* THE TASK: Gather every line in the rows below that contains the word "return" and copy each one out.

━━━━━ EXTRACTED MATERIAL ━━━━━

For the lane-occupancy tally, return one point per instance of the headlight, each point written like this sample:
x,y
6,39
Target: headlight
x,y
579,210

━━━━━
━━━━━ EXTRACTED MATERIAL ━━━━━

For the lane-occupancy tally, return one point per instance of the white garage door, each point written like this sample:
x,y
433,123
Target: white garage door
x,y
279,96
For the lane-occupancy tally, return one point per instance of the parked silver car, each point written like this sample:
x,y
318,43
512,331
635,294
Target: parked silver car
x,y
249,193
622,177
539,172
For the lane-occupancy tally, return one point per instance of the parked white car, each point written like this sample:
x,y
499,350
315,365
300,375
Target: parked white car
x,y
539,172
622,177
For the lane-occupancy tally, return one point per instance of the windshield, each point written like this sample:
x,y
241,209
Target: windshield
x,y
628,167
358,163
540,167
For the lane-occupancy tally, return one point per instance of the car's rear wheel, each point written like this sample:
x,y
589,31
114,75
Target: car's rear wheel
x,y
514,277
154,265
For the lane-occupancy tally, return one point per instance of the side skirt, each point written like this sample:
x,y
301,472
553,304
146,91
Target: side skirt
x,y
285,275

━━━━━

* OUTPUT FOR THIS EXERCISE:
For the lane-occupancy tally, return one point per instance of the headlight, each point written like this sample:
For the lane-occupancy tally, return one point per instance of the white garage door, each point written like this sample:
For the lane-occupancy tally, return one point per instance of the parked silver car, each point written like this sample:
For the lane-occupancy tally, return one point per instance of the parked white car, each point written like this sample:
For the lane-occupancy tally, return one point per instance of the windshield, each point written like this sample:
For the lane-occupancy tally, return one point per instance of the car's rear wheel, each point written like this sample:
For the lane-occupancy tally, return one point per instance of the side skirt, each point written like this sample:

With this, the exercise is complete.